• **Aufgabe 1**:
Beantworten Sie anhand des Textes zur Wehrdienstverweigerung kurz die folgenden Fragen:
(a) Welche Stelle des Grundgesetzes wird als Grundlage für die Verweigerung genannt?
(b) Nach welchem Paragraphen des Zivildienstgesetzes sind anerkannte Zivildienstleistende zur Achtung der „freiheitlich-demokratischen Grundordnung“ verpflichtet?
(c) In welchen Jahrzehnten soll es die Praxis gegeben haben, Gegner dieser Grundordnung nicht zum Kriegsdienst heranzuziehen?
• **Aufgabe 2**: Nehmen Sie den Text zur Wehrdienstverweigerung nach seinem letzten Satz wieder auf und führen Sie ihn fort.

• **Textauszug**:
═══

Dienstag, 22. September 2009, 22:48

Neue Begründung für Wehrdienstverweigerung

In der aktuell geltenden Gesetzeslage gibt es eigentlich nur einen einzigen Grund, die Einberufung zum Wehrdienst wirksam zu verweigern. Artikel 4, Absatz 3, Satz 1 des Grundgesetzes für die Bundesrepublik Deutschland legt fest: "Niemand darf gegen sein Gewissen zum Kriegsdienst mit der Waffe gezwungen werden." Für eine Anerkennung als Kriegsdienstverweigerer muß der Antragsteller glaubhaft darlegen, dass er irreparablen seelischen Schaden erleiden und die Persönlichkeit zerbrechen würde, sollte er als Soldat einen Menschen töten müssen.

Nach mir vorliegenden Informationen soll es daneben allerdings in den 70er und 80er Jahren des 20. Jahrhunderts auch die Praxis gegeben haben, Personen nicht zum Kriegsdienst heranzuziehen, wenn diese zuvor glaubhaft ihre ausdrückliche Ablehnung unserer sogenannten "freiheitlich-demokratischen Grundordnung" dargelegt hatten. Übrigens werden auch anerkannte Zivildienstleistende gemäß § 26 Zivildienstgesetz ausdrücklich zur Achtung der "freiheitlich-demokratischen Grundordnung" verpflichtet. Offenbar legte man keinen Wert darauf, diese Grundordnung von Leuten beschützen zu lassen, die sie gar nicht beschützen wollen.

Angesichts der in den letzten Jahren immer wieder aufkommenden Forderungen nach verfassungsrechtlich zumindest höchst bedenklichen Einsätzen der Bundeswehr im Inneren sollte es meiner Ansicht nach künftig einen weiteren Verweigerungsgrund geben: Der Antragsteller sollte den Wehrdienst verweigern können, wenn er es nicht mit seinem Gewissen vereinbaren kann, als Soldat potentiell im eigenen Lande gegen die freiheitlich-demokratische Grundordnung eingesetzt werden zu können.

Man braucht sich nur einmal anzusehen, wie bereits heute und in der Vergangenheit die Polizei gegen friedliche Demonstranten oder sonstige harmlose Bürger vorging und immer noch vorgeht, die lediglich ihre Grundrechte auf freie Meinungsäußerung und freie Entfaltung der Persönlichkeit wahrzunehmen versuchen. Mir persönlich sind durchaus noch Kolonnen von gepanzerten Wasserwerfern in Erinnerung, die optisch schon sehr stark an die berühmten Bilder aus China vom Platz des Himmlischen Friedens erinnern. Und zwar nicht etwa von irgendwelchen Anti-Terror-Einsätzen, sondern von eigentlich friedlichen Demonstrationen oder sogar von Fußballspielen.

═══

• **Einträge**:
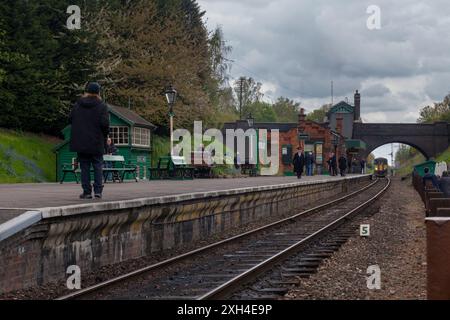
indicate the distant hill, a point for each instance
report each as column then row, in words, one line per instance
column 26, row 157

═══

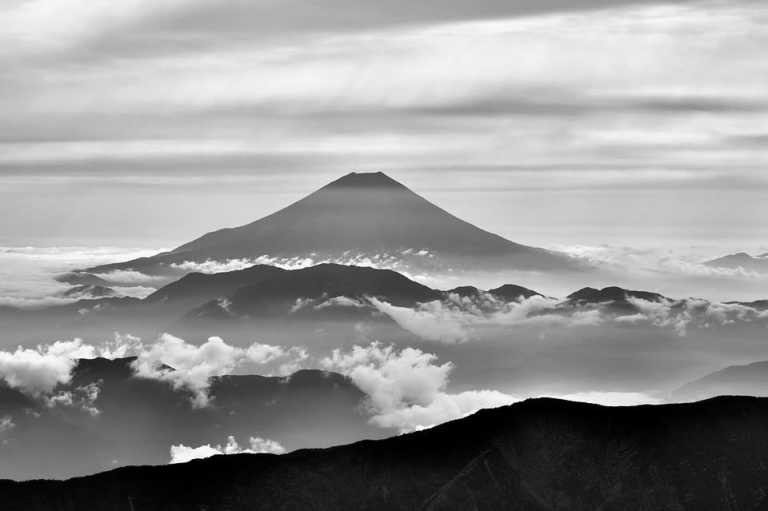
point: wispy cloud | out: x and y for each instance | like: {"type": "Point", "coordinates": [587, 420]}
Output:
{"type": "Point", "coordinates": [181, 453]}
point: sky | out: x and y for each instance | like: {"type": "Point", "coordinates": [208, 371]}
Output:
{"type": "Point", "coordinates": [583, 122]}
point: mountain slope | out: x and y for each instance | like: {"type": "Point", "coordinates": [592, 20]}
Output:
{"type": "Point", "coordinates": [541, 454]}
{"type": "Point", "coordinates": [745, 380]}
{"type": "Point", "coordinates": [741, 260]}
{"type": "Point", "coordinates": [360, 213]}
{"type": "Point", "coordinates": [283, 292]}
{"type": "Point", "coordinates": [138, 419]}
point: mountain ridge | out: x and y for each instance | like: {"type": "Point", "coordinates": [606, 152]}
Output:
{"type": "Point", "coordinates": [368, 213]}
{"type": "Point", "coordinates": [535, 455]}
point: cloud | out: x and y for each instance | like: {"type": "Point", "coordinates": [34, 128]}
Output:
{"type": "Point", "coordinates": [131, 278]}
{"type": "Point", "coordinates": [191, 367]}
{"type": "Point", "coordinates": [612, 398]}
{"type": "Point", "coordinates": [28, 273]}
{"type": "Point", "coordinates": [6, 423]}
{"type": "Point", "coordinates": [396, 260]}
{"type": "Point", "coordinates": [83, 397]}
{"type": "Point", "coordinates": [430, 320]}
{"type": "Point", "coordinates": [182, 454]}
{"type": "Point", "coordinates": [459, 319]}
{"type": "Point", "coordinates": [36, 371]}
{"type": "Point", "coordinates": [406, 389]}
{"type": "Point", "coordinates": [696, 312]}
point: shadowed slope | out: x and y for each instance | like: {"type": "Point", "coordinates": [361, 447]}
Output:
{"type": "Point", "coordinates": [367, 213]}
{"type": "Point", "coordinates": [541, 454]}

═══

• **Erwartete Ausgabe 1**:
(a) Artikel 4, Absatz 3, Satz 1 des Grundgesetzes für die Bundesrepublik Deutschland
(b) § 26 Zivildienstgesetz
(c) In den 70er und 80er Jahren des 20. Jahrhunderts

• **Erwartete Ausgabe 2**:
So hatte beispielsweise die Lübecker Polizei vor Jahren einmal mitten im tiefsten Winter bei einem Fußballspiel ein halbes Dutzend Wasserwerfer aufgefahren, obwohl beim betreffenden Spiel nicht die geringste Bedrohungslage bestand. Wäre es jedoch zu einem Einsatz gekommen, so hätte für harmlose Zivilisten jederzeit Lebensgefahr bestanden, nicht nur durch die gepanzerten Fahrzeuge selbst, sondern auch durch Erfrieren infolge wahllosen Beschusses mit kaltem Wasser - bei minus 7 Grad Celsius. Zum Glück mußten die Wasserwerfer in der Halbzeitpause vom Stadion abgezogen werden, da offenbar die Wassertanks eingefroren waren.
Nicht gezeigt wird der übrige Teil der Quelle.